Try it :: Look for "the macaron in the photo above." in the entries below. Write out that line and all later lines exactly, ending with the final one.

Records to process below:

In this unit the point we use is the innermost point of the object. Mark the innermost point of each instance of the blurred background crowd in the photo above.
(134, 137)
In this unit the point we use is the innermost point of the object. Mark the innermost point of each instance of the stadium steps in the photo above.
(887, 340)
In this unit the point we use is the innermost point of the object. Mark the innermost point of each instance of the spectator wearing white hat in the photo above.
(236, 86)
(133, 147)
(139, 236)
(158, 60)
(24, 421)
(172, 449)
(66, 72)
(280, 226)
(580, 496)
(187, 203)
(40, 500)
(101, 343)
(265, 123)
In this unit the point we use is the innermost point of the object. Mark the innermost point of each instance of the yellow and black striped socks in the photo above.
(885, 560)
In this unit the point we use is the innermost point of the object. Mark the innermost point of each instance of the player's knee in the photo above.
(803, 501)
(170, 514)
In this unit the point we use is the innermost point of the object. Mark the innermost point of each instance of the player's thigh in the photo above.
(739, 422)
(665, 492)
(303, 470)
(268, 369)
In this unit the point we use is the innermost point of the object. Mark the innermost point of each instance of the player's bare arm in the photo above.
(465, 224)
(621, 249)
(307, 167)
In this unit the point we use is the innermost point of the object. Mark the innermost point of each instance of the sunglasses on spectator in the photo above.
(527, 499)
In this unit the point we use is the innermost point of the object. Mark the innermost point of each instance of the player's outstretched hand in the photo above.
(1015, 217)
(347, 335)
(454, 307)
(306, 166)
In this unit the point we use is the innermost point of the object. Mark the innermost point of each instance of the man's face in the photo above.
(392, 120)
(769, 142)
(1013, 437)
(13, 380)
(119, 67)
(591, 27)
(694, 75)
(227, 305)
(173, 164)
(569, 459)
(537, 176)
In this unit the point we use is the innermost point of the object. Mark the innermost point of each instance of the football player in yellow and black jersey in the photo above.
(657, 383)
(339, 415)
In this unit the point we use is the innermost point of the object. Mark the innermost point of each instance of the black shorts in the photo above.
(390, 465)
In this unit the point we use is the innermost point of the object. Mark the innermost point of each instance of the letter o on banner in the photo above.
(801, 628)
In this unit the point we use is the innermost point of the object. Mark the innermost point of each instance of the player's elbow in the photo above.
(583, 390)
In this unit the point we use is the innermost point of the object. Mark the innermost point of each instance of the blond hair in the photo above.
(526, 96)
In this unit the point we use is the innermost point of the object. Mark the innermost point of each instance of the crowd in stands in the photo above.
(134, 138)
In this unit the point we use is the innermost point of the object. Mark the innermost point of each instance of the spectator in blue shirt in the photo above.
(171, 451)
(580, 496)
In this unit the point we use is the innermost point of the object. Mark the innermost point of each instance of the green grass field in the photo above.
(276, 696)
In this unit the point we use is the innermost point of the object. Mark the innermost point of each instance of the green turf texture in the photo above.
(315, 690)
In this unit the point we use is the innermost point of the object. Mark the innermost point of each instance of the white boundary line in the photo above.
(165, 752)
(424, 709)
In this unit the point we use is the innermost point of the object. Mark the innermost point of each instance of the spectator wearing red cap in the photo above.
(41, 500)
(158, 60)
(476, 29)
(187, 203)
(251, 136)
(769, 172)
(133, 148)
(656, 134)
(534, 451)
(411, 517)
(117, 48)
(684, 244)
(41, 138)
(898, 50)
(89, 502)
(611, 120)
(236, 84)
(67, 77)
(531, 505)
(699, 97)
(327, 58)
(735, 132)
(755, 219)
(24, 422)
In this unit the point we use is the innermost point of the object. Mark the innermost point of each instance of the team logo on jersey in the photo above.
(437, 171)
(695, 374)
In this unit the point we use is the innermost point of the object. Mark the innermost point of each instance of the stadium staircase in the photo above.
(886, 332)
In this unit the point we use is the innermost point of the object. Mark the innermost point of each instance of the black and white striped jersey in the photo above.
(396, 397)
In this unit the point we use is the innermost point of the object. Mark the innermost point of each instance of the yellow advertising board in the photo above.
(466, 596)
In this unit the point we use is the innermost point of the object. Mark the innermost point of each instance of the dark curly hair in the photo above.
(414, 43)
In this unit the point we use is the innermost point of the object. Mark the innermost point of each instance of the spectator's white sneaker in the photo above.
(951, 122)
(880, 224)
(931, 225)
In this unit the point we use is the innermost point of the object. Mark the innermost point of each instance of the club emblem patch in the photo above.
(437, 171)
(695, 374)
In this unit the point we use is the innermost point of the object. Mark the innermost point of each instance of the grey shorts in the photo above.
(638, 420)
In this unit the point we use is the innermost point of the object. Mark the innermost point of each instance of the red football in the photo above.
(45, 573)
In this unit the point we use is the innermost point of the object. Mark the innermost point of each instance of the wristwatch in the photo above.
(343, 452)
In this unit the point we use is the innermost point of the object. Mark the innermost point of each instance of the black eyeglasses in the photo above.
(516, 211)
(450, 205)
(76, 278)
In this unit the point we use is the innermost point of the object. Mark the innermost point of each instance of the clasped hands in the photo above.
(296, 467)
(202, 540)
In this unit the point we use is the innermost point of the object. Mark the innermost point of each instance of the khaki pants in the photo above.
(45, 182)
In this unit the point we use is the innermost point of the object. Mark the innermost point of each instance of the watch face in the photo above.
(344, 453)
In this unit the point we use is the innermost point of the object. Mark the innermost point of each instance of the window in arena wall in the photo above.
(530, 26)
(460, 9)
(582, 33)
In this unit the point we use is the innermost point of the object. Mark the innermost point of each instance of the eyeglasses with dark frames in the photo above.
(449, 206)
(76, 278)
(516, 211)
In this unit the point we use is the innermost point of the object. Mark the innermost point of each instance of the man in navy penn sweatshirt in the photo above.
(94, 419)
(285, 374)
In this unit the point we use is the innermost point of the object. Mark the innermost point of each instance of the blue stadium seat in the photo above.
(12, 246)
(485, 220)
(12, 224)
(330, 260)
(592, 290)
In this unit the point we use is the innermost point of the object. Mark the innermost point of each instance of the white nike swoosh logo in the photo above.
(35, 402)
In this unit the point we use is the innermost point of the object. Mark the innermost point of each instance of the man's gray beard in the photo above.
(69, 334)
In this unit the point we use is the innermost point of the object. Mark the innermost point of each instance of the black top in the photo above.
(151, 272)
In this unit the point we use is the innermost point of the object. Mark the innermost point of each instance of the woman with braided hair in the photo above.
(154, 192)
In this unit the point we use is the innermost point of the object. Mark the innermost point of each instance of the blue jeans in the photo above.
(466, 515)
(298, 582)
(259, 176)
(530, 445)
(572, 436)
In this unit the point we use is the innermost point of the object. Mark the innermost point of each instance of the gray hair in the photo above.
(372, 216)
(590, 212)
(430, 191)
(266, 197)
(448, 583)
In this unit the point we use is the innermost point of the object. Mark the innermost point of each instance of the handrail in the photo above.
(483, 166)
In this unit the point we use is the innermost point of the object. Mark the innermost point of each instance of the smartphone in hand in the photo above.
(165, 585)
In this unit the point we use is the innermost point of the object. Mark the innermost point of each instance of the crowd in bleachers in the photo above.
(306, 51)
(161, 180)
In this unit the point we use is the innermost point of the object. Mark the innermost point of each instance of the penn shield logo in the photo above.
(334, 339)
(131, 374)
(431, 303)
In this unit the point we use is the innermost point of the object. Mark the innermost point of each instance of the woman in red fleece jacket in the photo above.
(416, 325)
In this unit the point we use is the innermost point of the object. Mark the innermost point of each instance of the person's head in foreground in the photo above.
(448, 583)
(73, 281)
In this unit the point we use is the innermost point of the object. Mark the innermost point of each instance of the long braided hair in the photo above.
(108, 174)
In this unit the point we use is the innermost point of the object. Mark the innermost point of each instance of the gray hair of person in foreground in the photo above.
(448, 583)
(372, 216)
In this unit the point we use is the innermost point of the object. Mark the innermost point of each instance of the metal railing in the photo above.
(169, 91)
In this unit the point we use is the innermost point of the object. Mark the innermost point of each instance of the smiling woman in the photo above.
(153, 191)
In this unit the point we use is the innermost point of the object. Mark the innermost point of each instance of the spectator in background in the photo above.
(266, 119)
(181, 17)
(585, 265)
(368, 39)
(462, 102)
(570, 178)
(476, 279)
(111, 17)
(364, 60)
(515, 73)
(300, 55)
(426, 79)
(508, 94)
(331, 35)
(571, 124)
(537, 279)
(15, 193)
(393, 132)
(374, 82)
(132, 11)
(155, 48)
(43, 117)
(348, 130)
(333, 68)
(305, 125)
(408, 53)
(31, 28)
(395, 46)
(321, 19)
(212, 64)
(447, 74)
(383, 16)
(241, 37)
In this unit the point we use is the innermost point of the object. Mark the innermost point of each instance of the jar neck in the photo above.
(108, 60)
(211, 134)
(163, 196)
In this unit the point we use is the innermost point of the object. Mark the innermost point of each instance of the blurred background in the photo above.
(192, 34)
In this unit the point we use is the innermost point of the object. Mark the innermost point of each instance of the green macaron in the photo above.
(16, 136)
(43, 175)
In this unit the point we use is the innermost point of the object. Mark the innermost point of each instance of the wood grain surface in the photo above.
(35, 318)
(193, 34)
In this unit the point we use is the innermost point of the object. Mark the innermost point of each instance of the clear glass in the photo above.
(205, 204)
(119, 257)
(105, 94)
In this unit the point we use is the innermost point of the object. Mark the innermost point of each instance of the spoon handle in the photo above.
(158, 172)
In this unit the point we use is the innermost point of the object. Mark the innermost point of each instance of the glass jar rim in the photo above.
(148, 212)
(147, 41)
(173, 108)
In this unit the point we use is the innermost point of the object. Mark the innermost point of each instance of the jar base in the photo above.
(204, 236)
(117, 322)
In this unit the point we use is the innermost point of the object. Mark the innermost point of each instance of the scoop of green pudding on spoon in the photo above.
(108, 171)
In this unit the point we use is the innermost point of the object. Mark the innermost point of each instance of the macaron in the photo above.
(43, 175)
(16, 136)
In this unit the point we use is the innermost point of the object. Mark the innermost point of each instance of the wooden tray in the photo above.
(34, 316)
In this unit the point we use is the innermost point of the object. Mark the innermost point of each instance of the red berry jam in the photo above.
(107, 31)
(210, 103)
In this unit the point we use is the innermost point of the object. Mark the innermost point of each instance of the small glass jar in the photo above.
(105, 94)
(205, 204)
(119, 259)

End of Records to process.

Result of the exercise ::
In this unit the point we use is the innermost point of the object. Mark the innermost point of each instance of the macaron in the photo above.
(43, 175)
(16, 136)
In this unit the point we use is the innermost point of the object. Mark the innermost point of each instance of the wooden tray in the photo above.
(34, 316)
In this unit the point we use is the innermost point of the object. Mark the innermost point of each instance of the red berry jam in the photo above.
(107, 31)
(210, 103)
In this unit the point we use is the innermost point of the object. Mark the innermost point of each instance of the small glass jar in the photo above.
(105, 94)
(205, 204)
(119, 259)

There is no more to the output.